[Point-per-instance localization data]
--- START ---

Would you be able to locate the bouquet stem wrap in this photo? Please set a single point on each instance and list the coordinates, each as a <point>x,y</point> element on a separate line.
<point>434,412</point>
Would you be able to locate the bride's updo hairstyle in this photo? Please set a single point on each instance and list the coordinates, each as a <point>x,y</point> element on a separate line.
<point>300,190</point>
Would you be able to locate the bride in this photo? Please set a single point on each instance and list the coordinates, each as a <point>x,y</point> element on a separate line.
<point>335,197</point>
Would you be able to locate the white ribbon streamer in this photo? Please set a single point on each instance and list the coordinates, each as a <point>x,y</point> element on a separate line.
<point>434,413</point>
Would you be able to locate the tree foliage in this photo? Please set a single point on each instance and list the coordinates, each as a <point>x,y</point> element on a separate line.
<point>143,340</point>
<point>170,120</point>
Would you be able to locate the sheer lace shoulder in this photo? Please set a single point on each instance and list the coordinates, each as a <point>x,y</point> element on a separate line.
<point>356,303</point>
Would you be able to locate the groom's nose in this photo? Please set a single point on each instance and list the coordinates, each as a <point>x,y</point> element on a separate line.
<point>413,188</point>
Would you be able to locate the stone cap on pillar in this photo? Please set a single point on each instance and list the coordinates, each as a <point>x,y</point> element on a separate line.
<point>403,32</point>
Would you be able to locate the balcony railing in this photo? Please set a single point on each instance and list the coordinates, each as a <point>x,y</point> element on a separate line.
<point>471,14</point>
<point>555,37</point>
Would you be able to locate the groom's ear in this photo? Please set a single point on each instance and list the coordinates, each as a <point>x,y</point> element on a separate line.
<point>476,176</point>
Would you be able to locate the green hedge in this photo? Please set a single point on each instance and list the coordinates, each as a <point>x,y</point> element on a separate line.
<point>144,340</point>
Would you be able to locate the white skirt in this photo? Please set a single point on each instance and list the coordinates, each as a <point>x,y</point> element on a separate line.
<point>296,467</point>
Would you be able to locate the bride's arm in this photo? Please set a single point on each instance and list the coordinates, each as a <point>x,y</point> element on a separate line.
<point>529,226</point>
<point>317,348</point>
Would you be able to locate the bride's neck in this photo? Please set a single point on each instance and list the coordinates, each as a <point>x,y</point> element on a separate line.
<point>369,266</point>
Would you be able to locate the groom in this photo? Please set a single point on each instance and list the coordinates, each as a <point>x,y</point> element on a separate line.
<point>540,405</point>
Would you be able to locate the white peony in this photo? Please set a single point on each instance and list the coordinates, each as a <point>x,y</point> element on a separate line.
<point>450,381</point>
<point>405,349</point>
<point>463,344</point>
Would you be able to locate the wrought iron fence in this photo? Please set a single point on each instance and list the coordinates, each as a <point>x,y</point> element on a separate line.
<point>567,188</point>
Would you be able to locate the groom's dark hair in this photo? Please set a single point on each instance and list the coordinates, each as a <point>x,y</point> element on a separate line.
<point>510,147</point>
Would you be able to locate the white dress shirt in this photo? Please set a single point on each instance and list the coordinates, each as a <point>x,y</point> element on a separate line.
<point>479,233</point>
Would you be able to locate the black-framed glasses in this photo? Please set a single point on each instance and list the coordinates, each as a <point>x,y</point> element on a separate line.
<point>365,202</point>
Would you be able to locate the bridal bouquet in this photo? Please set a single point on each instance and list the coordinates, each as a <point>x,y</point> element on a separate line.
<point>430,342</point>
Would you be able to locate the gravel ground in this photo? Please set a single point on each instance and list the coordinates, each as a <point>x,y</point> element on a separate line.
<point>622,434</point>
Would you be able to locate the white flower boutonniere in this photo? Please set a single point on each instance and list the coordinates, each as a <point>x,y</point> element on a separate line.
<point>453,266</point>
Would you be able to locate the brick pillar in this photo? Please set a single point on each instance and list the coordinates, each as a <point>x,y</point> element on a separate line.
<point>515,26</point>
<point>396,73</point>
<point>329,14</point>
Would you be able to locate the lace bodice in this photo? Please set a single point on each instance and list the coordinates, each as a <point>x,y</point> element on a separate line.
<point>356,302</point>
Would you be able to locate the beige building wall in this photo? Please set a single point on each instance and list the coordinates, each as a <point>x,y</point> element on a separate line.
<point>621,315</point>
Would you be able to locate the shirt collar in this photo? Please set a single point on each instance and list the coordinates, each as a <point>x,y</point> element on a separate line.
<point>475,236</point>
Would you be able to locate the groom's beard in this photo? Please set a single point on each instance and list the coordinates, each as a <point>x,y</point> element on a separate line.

--- END ---

[Work item]
Write out every entry again, exactly as it appears.

[Answer to this exercise]
Would you be able to locate the bouquet stem wrap in this photo? Please set a single point on each instance and list the coordinates, each as a <point>x,y</point> element on a separate line.
<point>434,412</point>
Would you be able to locate the bride's updo hairstyle in this photo? Please set a single point on each instance and list the coordinates, each as a <point>x,y</point> element on a separate line.
<point>300,190</point>
Would you be able to locate the bride in this photo? Please set a single point on each instance and list the coordinates, each as a <point>x,y</point> element on a separate line.
<point>335,197</point>
Would you be able to locate the white ribbon streamer in this photo? Please set a single point on each instance and list the coordinates, each as a <point>x,y</point> element on a separate line.
<point>434,413</point>
Would you be able to locate the tree foliage in this photo? Please set a single point on each instance and list the coordinates, each as a <point>x,y</point> element on a separate line.
<point>143,340</point>
<point>170,120</point>
Would you be able to locate the sheer lace shoulder in this photo? Please set a single point on each instance and list the coordinates, each as a <point>x,y</point> element on a separate line.
<point>356,303</point>
Would you be able to locate the groom's nose in this photo? Please set a single point on each instance and list the coordinates, each as a <point>x,y</point> element on a separate line.
<point>413,188</point>
Would you be able to locate the stone cap on pillar in this photo? Please set a single point on each instance and list the coordinates, each as a <point>x,y</point> element on a separate line.
<point>403,32</point>
Would you be able to locate the balcony railing in this photo? Please set a single point on each instance and list the coordinates, each as a <point>x,y</point> element on a separate line.
<point>471,14</point>
<point>555,37</point>
Would you be able to locate the groom's ear in this photo? Please set a single point on each instance and list the coordinates, each as a <point>x,y</point> element on a separate line.
<point>476,176</point>
Would you be able to locate the green hedge in this photo? Please set a single point on each instance and list the coordinates, each as a <point>x,y</point> element on a separate line.
<point>144,340</point>
Would you be able to locate the white skirt in this photo? Please set a single point on each instance and list the coordinates, each as a <point>x,y</point> element on a separate line.
<point>296,467</point>
Would you be able to locate the bride's arm in this photo? Please set a single point on each instance and list the coordinates, each as a <point>x,y</point> element on a separate line.
<point>529,226</point>
<point>317,348</point>
Would you be able to locate the bride's neck in this photo? Please set a single point on each instance and list the coordinates, each as a <point>x,y</point> element on a separate line.
<point>369,266</point>
Would you be able to locate the groom in this photo? Please set a single point on each instance and list the coordinates, each as a <point>x,y</point> element on a separate line.
<point>540,405</point>
Would you be able to locate the white peony in this photo? Please set a single point on each instance and list the coordinates, each as a <point>x,y</point> element on a separate line.
<point>450,381</point>
<point>405,349</point>
<point>463,344</point>
Would you be able to locate the wrought iron fence in this photo? Please set a single point on each instance and list the coordinates, each as a <point>x,y</point> element on a separate line.
<point>567,188</point>
Would you be able to locate the groom's dark hair in this photo? Please set a single point on each instance and list the coordinates, each as a <point>x,y</point> element on a separate line.
<point>510,147</point>
Would you be able to locate the white dress shirt in this photo? Please set a single point on each instance and list the coordinates, each as a <point>x,y</point> element on a separate line.
<point>479,233</point>
Would you be able to locate the black-framed glasses in this photo? Please set a single point on each instance and list the coordinates, each as a <point>x,y</point> element on a separate line.
<point>365,202</point>
Would you be able to locate the bridal bouquet in this photo? Please set a single point on each instance and list the coordinates, each as a <point>x,y</point> element on a separate line.
<point>430,342</point>
Would you be able to locate the gravel ground in this photo? Please set a single point on each instance and list the coordinates, each as a <point>x,y</point> element on a separate line.
<point>622,434</point>
Would you be able to locate the white flower boutonniere in this photo? Please set a single point on each instance and list the coordinates, each as a <point>x,y</point> element on a separate line.
<point>453,266</point>
Would you be able to locate the brick pillar in this photo? Please set a single point on each instance and list the coordinates, each as a <point>x,y</point> element on a separate line.
<point>515,26</point>
<point>396,73</point>
<point>329,14</point>
Would you be able to locate the lace bodice in this photo? Please set a single point on each instance and list the coordinates, each as a <point>x,y</point> element on a separate line.
<point>356,302</point>
Would you be able to locate the beige building wall in this photo? Please set a single point on each instance and list the coordinates, each as a <point>x,y</point> element on a separate line.
<point>621,315</point>
Would you be able to locate the shirt collar in this photo? Please set a single point on each instance and list the coordinates, each as a <point>x,y</point> element on a separate line.
<point>475,236</point>
Would you be able to locate the groom's beard in this photo? Please set a single point on each instance and list the coordinates, each as a <point>x,y</point> element on a separate line.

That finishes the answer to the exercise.